▸ **BRIEF**:
Turn the records into a Markdown table, starting at the line that has "Target: tent" and continuing through the last line of the records. Use a "Number" column for the row number and an "Entry" column for the line, and leave out blank lines.

# MATERIAL PROVIDED start

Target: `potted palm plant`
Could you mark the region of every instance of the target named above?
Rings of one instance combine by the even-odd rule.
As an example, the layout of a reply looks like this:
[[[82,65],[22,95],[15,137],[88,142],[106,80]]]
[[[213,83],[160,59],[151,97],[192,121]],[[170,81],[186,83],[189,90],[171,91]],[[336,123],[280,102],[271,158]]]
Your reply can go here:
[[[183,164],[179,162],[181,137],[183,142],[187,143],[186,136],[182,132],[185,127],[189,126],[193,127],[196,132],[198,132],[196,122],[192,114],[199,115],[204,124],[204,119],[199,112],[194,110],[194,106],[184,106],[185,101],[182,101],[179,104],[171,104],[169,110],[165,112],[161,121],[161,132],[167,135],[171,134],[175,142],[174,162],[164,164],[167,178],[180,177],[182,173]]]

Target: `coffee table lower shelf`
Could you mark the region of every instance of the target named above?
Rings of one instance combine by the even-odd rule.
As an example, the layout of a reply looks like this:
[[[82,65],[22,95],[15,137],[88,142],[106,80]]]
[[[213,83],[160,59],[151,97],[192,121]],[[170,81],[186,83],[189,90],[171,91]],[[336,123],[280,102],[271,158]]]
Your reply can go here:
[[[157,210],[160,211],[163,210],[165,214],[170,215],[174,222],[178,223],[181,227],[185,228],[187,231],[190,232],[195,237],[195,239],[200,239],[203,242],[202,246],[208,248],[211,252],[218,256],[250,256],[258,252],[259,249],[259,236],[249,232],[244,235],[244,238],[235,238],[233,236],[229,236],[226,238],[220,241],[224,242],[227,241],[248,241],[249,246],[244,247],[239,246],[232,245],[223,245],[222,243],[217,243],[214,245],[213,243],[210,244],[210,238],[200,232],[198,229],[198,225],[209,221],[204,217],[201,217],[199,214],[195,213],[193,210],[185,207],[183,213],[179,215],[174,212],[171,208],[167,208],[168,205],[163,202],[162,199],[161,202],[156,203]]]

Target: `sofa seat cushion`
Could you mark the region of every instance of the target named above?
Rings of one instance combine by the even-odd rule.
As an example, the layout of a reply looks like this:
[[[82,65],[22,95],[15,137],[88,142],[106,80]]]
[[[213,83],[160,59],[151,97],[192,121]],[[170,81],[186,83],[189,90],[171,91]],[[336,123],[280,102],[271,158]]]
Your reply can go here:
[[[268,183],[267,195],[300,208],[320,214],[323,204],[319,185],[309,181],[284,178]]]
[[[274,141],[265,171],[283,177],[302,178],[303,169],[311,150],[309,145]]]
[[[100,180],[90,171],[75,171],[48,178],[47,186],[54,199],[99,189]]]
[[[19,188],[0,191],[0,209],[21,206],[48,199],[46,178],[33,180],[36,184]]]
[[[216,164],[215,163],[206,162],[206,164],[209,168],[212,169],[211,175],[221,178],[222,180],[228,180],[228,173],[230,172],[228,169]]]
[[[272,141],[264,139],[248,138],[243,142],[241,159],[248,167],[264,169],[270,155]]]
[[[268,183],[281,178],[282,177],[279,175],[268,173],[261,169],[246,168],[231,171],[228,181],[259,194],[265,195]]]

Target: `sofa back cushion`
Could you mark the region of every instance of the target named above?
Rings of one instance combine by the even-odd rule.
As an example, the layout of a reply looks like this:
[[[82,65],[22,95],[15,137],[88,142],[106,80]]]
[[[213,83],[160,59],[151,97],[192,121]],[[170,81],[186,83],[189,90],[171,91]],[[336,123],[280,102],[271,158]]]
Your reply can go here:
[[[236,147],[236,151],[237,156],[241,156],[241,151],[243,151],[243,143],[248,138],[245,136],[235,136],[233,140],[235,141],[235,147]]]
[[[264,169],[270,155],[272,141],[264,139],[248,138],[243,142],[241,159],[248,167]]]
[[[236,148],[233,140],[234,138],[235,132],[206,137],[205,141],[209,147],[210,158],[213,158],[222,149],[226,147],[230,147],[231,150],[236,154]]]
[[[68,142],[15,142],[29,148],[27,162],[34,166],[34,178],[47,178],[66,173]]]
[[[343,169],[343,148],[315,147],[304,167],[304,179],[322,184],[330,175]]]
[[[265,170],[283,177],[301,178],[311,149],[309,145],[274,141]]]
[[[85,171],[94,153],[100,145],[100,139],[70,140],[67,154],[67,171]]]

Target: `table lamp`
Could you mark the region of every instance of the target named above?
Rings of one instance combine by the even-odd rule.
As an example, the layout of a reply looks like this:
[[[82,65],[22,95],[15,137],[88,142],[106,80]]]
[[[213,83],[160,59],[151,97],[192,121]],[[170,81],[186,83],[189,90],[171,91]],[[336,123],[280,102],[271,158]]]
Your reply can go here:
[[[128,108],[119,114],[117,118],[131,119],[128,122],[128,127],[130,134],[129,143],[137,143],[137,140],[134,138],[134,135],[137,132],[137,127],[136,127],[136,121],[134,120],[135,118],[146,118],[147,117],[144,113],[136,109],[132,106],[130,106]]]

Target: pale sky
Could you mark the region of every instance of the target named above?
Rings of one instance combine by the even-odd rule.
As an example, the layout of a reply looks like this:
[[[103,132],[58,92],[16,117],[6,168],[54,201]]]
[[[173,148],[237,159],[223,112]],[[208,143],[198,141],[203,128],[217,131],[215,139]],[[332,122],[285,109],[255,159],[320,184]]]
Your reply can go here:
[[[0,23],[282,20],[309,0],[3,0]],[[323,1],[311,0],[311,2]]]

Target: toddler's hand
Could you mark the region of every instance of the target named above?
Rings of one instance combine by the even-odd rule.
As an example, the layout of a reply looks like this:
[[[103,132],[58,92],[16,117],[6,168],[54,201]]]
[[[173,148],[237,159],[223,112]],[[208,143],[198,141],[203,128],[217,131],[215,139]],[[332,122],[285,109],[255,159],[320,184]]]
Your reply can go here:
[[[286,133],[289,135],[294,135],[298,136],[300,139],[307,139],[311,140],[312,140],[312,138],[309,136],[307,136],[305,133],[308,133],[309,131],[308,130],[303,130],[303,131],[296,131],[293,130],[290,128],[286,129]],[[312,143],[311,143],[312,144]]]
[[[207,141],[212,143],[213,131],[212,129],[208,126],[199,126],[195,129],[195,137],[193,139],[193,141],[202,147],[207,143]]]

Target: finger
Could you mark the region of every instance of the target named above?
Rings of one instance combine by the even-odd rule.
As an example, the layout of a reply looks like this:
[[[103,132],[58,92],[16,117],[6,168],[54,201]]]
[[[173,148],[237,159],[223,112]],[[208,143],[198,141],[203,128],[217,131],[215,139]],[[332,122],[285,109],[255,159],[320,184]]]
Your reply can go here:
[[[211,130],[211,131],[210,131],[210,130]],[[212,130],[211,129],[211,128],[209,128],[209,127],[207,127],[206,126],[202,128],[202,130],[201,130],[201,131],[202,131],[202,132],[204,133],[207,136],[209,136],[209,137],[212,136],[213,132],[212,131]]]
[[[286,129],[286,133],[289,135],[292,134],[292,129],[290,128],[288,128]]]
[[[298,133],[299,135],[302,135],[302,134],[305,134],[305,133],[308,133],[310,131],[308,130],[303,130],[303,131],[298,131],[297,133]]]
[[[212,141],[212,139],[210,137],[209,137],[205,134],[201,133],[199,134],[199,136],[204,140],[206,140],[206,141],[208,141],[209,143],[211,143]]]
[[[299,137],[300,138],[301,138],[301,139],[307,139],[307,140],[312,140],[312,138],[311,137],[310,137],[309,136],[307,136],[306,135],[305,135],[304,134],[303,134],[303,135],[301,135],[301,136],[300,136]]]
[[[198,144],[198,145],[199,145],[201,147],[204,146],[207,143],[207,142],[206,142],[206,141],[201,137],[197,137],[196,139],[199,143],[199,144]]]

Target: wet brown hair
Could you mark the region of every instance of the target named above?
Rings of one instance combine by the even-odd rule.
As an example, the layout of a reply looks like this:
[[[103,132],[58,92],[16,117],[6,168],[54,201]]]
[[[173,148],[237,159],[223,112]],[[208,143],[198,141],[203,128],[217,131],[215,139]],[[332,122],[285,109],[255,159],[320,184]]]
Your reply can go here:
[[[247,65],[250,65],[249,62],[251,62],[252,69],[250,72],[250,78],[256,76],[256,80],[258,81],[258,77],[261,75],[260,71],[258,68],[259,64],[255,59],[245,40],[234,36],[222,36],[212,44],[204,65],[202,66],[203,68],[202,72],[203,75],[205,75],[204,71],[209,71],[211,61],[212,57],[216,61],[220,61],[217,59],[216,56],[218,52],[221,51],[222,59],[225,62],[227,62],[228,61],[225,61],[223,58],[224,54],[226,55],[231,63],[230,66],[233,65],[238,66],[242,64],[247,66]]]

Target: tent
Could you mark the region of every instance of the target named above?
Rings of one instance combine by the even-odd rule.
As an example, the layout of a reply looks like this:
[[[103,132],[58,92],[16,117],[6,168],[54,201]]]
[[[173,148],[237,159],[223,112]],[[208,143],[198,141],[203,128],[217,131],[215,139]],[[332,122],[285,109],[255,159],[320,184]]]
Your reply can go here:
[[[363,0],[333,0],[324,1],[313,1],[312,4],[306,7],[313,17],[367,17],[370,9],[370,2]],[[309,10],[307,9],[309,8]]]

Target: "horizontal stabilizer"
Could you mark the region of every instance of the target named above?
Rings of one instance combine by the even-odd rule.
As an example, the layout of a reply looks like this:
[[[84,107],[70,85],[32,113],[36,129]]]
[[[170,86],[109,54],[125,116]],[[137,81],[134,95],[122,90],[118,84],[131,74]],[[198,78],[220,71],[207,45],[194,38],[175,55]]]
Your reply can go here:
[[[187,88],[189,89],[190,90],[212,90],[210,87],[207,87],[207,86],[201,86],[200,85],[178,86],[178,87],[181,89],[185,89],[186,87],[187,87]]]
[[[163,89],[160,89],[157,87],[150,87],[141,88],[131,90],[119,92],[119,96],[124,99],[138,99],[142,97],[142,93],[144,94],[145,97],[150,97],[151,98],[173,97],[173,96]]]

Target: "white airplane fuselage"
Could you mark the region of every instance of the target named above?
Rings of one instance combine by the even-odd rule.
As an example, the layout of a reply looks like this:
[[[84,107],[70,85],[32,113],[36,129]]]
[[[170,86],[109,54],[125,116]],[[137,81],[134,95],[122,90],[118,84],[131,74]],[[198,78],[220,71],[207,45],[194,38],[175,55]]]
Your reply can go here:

# MATERIAL PROVIDED end

▸ **ANSWER TO THIS PROBLEM**:
| Number | Entry |
|---|---|
| 1 | Target: tent |
| 2 | Could you mark the region of every instance of the target named above? |
| 3 | Rings of one instance combine by the even-odd rule. |
| 4 | As an example, the layout of a reply looks like this: |
| 5 | [[[103,132],[58,92],[16,117],[6,168],[54,201]]] |
| 6 | [[[173,148],[237,159],[223,112]],[[208,143],[198,141],[203,128],[217,131],[215,139]],[[332,122],[285,109],[255,159],[320,184]]] |
| 7 | Your reply can go here: |
| 8 | [[[363,0],[333,0],[324,1],[313,1],[312,4],[306,7],[313,17],[367,17],[370,9],[370,2]],[[309,10],[307,9],[309,8]]] |
| 9 | Target: "horizontal stabilizer" |
| 10 | Could you mark the region of every instance of the target named above? |
| 11 | Rings of one instance combine by the even-odd rule. |
| 12 | As an example, the layout of a reply looks like this: |
| 13 | [[[84,107],[70,85],[32,113],[36,129]]] |
| 14 | [[[170,86],[109,54],[125,116]],[[137,81],[134,95],[122,90],[118,84],[131,74]],[[198,78],[220,71],[207,45],[194,38],[175,55]]] |
| 15 | Your reply can go here: |
| 16 | [[[187,88],[189,89],[190,90],[212,90],[210,87],[207,87],[207,86],[201,86],[200,85],[178,86],[178,87],[181,89],[185,89],[186,87],[187,87]]] |
| 17 | [[[163,89],[160,89],[157,87],[150,87],[141,88],[131,90],[119,92],[119,96],[124,99],[138,99],[142,97],[142,93],[144,94],[145,97],[150,97],[151,98],[173,97],[173,96]]] |
| 18 | Target: "white airplane fuselage" |
| 19 | Could you mark the region of every instance of the target named above? |
| 20 | Rings of one instance combine by the even-odd rule. |
| 21 | As an example, the layout of a reply looks like this: |
| 22 | [[[84,107],[70,85],[32,113],[36,129]]] |
| 23 | [[[170,86],[109,54],[125,116]],[[137,81],[134,95],[122,90],[118,84],[131,74]],[[198,78],[220,71],[207,45],[194,38],[175,55]]] |
| 24 | Your reply can go here: |